• **EXERCISE DETAILS**
How many lines in the material below contain the word "blurred"? Count them and reply with the number alone.

• **RECORDS PROVIDED**
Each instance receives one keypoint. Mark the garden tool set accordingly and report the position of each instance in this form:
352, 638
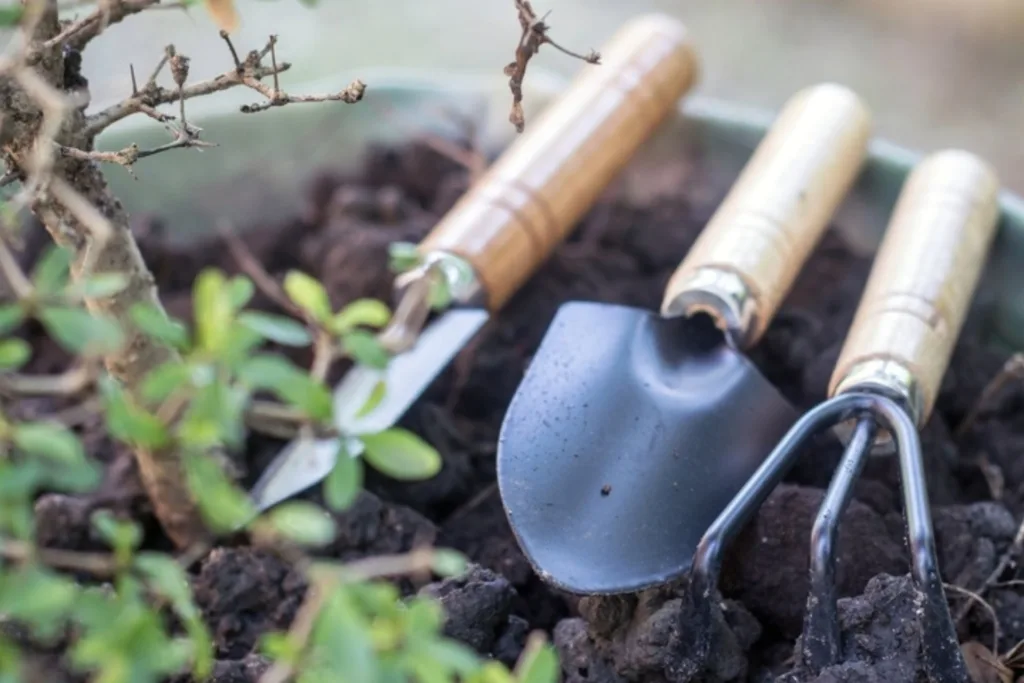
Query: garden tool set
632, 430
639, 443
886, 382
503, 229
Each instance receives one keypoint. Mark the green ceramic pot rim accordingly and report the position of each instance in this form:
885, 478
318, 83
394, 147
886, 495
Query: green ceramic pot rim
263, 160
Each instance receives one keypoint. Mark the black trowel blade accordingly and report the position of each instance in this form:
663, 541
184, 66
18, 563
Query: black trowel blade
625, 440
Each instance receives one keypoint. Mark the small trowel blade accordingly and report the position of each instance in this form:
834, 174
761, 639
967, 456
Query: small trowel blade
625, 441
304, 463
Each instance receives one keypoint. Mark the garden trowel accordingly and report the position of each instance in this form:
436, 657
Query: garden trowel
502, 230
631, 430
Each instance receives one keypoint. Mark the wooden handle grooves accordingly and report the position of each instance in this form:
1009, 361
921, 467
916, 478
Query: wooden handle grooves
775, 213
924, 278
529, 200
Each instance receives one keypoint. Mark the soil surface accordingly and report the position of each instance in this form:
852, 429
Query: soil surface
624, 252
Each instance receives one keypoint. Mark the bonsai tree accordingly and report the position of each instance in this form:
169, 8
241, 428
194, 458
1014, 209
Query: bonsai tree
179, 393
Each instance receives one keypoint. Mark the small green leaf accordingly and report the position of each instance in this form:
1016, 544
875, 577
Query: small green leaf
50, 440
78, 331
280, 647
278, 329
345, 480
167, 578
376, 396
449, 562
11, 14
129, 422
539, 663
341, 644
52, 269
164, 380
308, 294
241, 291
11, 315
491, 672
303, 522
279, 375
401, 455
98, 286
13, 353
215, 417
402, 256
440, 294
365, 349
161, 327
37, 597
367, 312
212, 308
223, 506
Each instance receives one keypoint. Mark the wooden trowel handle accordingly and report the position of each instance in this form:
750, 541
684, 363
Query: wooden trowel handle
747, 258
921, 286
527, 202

* * *

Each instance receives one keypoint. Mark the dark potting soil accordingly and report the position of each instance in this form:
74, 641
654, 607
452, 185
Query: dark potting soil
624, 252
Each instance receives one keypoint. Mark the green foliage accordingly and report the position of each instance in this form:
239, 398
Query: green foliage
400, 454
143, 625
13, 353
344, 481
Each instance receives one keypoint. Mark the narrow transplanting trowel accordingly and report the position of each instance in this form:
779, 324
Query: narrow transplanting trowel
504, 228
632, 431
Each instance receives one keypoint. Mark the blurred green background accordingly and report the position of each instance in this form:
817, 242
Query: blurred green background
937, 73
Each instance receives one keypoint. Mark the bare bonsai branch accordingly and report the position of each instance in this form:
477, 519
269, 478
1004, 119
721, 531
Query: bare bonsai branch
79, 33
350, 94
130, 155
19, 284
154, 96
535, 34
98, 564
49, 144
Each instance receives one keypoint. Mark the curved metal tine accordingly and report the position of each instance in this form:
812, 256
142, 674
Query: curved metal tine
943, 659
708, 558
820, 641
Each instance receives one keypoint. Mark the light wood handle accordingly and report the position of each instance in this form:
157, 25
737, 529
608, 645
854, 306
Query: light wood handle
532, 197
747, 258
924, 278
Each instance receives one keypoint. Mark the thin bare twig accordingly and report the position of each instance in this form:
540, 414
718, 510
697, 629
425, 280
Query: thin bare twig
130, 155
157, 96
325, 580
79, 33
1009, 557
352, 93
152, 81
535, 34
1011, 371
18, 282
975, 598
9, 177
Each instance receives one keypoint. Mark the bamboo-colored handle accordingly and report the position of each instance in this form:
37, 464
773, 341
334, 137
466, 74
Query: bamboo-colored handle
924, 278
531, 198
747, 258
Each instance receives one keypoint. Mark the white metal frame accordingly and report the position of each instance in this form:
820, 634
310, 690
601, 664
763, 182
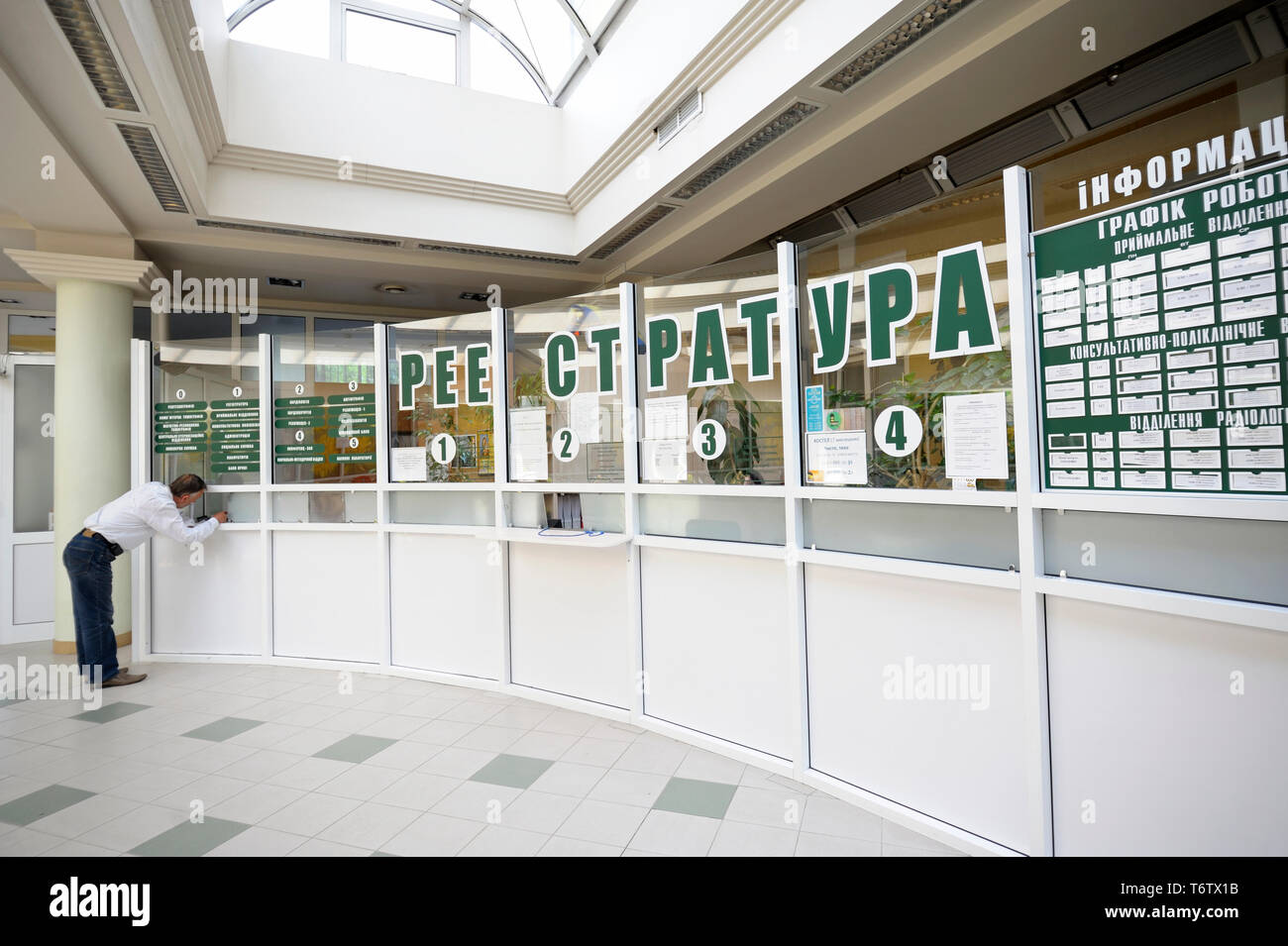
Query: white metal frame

• **ANSWER TO THIS EXERCISE**
2